══ Source data ══
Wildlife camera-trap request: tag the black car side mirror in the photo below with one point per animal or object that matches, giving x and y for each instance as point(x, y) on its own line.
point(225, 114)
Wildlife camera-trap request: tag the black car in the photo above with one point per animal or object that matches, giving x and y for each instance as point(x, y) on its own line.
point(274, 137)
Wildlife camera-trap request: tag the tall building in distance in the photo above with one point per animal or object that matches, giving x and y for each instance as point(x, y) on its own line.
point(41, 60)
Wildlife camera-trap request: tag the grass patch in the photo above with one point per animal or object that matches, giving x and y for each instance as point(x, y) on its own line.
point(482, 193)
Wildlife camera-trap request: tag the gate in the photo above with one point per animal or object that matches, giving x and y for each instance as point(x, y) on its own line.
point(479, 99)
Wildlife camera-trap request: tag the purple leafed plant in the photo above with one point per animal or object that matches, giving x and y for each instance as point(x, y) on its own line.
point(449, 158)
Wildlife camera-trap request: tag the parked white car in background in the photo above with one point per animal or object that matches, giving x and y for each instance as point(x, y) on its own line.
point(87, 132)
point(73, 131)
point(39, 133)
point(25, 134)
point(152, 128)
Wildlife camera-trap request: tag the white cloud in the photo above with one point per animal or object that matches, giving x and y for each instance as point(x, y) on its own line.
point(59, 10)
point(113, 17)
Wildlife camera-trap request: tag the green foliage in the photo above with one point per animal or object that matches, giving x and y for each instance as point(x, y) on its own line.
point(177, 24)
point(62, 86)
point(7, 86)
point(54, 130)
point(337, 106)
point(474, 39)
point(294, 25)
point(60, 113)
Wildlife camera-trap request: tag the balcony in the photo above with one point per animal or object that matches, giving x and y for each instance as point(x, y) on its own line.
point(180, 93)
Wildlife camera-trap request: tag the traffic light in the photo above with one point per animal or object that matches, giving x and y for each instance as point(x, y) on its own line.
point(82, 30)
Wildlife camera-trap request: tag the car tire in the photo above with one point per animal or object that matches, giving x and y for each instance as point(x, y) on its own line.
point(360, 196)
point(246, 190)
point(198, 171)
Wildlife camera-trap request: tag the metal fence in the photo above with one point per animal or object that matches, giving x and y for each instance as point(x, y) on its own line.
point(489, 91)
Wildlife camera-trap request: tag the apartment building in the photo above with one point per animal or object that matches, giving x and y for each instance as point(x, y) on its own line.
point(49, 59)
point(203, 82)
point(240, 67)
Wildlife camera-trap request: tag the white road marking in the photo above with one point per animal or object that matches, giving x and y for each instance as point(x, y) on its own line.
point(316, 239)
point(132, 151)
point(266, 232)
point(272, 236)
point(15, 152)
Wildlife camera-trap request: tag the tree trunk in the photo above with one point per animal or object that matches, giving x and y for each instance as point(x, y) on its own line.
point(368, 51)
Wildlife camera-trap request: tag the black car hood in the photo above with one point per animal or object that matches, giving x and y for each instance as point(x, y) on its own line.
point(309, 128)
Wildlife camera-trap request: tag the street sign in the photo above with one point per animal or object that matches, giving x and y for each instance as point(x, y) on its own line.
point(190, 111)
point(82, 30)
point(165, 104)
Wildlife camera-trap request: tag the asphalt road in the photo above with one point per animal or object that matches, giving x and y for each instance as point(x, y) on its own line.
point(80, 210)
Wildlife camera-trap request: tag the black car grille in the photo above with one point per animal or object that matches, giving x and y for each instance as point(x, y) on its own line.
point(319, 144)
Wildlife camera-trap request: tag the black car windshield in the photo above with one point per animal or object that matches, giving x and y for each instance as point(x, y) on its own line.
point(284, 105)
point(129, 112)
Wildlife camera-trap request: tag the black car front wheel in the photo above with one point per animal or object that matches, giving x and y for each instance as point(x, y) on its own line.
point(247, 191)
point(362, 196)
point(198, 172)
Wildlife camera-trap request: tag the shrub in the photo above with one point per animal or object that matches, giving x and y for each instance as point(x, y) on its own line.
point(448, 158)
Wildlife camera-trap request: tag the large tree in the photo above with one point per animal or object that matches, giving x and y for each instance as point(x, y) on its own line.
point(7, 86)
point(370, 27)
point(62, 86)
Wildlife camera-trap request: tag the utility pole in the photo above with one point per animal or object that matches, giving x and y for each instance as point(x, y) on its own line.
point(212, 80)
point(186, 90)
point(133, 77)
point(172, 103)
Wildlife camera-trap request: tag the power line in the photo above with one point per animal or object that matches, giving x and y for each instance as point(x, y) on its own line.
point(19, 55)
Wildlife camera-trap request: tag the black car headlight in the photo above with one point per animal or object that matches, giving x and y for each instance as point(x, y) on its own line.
═══
Stated goal:
Copy out the lines starting at the one containing "Wildlife camera-trap request: tag the black car hood" and ending with the last line of the entries. Include nothing else.

Response:
Wildlife camera-trap request: tag the black car hood in the photo above with one point per animal or object that matches, giving x and y for each instance as point(x, y) on its own line.
point(309, 128)
Wildlife camera-trap request: tag the street sign in the photo above with one point per animal or object that matches, giving x and y for each instance as point(x, y) on its own line.
point(190, 111)
point(82, 30)
point(165, 104)
Wildlife camera-trap request: tag the asphalt road in the photo above with one point per animal or object that matches, giving x and y for each instance as point(x, y) on its own line.
point(80, 210)
Wildlife camera-trap request: tag the black car grille in the photo above with one point per animal or object that matches, giving x and y for each instance as point(x, y) on its own line.
point(319, 144)
Wildlife camera-trap request: tag the black car windshield in the photo above with one point per animal or object that matches, giving x and y for each instance as point(x, y) on its own line.
point(284, 105)
point(129, 112)
Wildlife camera-trap request: tag the black car front wheel in the photo above with one point per animal or object that matches, giving x and y for each instance as point(x, y) on its own line.
point(247, 191)
point(362, 196)
point(198, 172)
Wildlife camera-trap request: tag the shrub in the photo above with one point per animal or object that matches, giving x and y for each instance as point(x, y) on its own line.
point(448, 158)
Wildlife camera-trap request: tag the large tree in the photo above with one point per animal or object that matches, giving x and y for each instance as point(x, y) on its own line.
point(7, 86)
point(370, 27)
point(62, 86)
Wildlife camera-trap request: tag the utility pole in the photo above with one point per animal or object that matches, giving x and y for each instance as point(x, y) on its own line.
point(212, 80)
point(186, 90)
point(133, 77)
point(172, 103)
Wildlife camera-trap request: tag the power line in the photo above with one point per animal or object that matches, giving x and y for each instance as point(x, y) on its own line.
point(19, 55)
Wildlife camera-trap request: tag the black car headlight in the photo above with one point per animal or object that matches, giving x and y for each instance as point(x, y) on its own line.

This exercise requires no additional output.